### Given text
A confession adventure

2 mins read
confession
Shutterstock

Kathryn Jean Lopez“I can’t hear you!”

So said the priest to whom I had just poured out my heart and soul in confession. It was the first days of an open church at a prominent shrine on the East Coast. A friend — a Sister of Life — and I had waited in line, got our temperatures checked, gave our names and numbers and went through multiple checkpoints stating our reasons for being in the church: confession! Then I had to negotiate a bit to pray in an actual pew. It was immediately sanitized after I left. When I dared to linger for a moment of grieving, seeing a beloved chapel on lockdown, I was hollered at to exit.

It was all a bit humiliating.

It made sense that the priest couldn’t hear me. I had opted for anonymous confession when a guard gave me the option. So I was directed to a blue piece of tape on the floor behind a priest sitting in a chair facing an altar in the other direction. I knelt, and after I gave my confession, he turned around and directed me to stand in front of him and start all over again. My friend had a similar situation, which included a language barrier. And did I mention that the organ was playing?

There’s a story of St. Damien of Molokai, who was ministering to lepers, having to shout his confession from a boat to a bishop on another, bigger boat. Another friend, who had gone to the same church a few days before, dubbed her experience similar to his. Yes, she was (slightly) exaggerating. But this is new territory for us, isn’t it?
######
### Entries supplied
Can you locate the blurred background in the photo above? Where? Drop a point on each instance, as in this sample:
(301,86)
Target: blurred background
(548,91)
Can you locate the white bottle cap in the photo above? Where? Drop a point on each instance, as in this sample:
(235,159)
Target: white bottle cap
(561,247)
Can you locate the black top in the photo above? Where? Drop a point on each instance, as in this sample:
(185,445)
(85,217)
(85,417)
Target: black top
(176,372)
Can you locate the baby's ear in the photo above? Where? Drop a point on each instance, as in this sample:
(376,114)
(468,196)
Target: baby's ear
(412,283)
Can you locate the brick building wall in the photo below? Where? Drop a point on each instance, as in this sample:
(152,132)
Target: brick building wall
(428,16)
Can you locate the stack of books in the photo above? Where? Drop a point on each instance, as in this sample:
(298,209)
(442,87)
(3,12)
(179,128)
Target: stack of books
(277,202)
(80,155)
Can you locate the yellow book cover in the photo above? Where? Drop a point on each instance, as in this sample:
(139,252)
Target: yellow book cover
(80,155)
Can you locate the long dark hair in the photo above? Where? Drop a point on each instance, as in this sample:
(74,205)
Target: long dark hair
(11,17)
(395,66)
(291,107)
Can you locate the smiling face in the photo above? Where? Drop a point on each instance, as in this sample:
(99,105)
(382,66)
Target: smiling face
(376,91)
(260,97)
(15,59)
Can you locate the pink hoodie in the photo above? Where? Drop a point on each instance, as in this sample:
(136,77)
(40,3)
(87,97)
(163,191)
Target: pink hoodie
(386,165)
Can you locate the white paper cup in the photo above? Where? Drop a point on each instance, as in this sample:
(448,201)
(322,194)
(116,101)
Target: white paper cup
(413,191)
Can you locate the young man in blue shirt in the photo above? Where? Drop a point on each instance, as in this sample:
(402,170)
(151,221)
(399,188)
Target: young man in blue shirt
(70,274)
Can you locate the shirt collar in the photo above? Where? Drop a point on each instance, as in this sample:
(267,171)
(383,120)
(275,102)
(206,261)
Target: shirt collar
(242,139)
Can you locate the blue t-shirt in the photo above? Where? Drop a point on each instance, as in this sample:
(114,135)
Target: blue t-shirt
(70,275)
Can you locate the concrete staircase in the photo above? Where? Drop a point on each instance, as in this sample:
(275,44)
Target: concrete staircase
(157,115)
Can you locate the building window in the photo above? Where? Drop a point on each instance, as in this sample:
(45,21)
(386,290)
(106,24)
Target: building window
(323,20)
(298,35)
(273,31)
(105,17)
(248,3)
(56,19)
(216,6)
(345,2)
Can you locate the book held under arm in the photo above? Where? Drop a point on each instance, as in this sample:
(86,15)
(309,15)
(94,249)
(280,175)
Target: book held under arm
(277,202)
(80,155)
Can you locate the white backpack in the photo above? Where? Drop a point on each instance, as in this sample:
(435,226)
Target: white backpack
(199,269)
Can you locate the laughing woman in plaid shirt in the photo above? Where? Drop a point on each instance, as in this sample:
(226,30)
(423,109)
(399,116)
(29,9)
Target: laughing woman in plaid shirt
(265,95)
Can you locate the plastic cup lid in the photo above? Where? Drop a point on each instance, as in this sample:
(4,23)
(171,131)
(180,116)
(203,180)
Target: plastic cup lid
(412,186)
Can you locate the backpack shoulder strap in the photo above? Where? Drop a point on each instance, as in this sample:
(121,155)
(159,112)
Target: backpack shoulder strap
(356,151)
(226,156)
######
### Required task 1
Multiply the point coordinates in the answers by 1.5 and round each to a whole number, with halves rounding up. Rewrite the part of the records that runs from the line containing "Can you locate the concrete" through the end of the records, including the requests, and change only the answer coordinates.
### Required task 2
Give what follows next in the account of going to confession at the shrine.
The text and the records have no connection to each other.

### Result 1
Can you locate the concrete staircase in the photo above? Where? Drop a point on each instance, as in this sample:
(275,44)
Target: concrete staircase
(236,173)
Can you locate the building window in the photo above? Where? Drop a point on each instance, as in this sample:
(45,21)
(386,290)
(106,24)
Target: building window
(485,30)
(447,53)
(410,47)
(158,26)
(372,5)
(84,29)
(324,9)
(518,3)
Can you locate the book held under arm in the photo above? Where? Drop a point on each instance, as in this sample:
(86,15)
(309,15)
(94,249)
(280,175)
Target: book held under arm
(416,303)
(120,233)
Can you locate the white backpack in the photo above? Where? Drop a point on each instance, as in this sample:
(435,226)
Target: white backpack
(299,404)
Can you locate the laughing woman in plaid shirt in the photo above? Where? Drop a point on each instance, as in this sample:
(226,30)
(423,109)
(399,116)
(29,9)
Target: laughing woman in plaid shirt
(398,143)
Can you locate the plastic cup lid in the photo above? Where? Drop a point on each instance, as in this sample:
(4,23)
(171,131)
(180,116)
(203,180)
Target: plastic cup lid
(618,279)
Can you locate the backpack shoulder strap in the photo above? Where? Drop a point on each instance, as in this sample:
(121,155)
(159,112)
Target: backpack shoulder strap
(534,227)
(339,234)

### Result 2
But, you know what? It was totally worth it. If I had to do it again, I would. Making a confession St. Damien-style definitely isn’t my first choice. But I went months without confession. And I never want to do it again. I used to say that I would die without confession. If I went more than two weeks or so, I’d start feeling overwhelmed by my weakness. And I surely was tested, and I found out there was some real truth to that conviction.

God gives you the grace, even when you can’t access his mercy in the sacrament, but it was painful. What growth in gratitude I experienced for all those times I had my choice of confession times, when I could go weekly if I so desired! There’s nothing quite like absolution — to go to Jesus in the person of the ordained priest and express your true sorrow.

I’ve been thinking a lot about people who haven’t been to confession in a long while. I hope that they don’t walk into the adventure I did. I hope they feel so fully embraced by the Church, showing the love of the Lord with the same kind of gratuitous generosity he shows us.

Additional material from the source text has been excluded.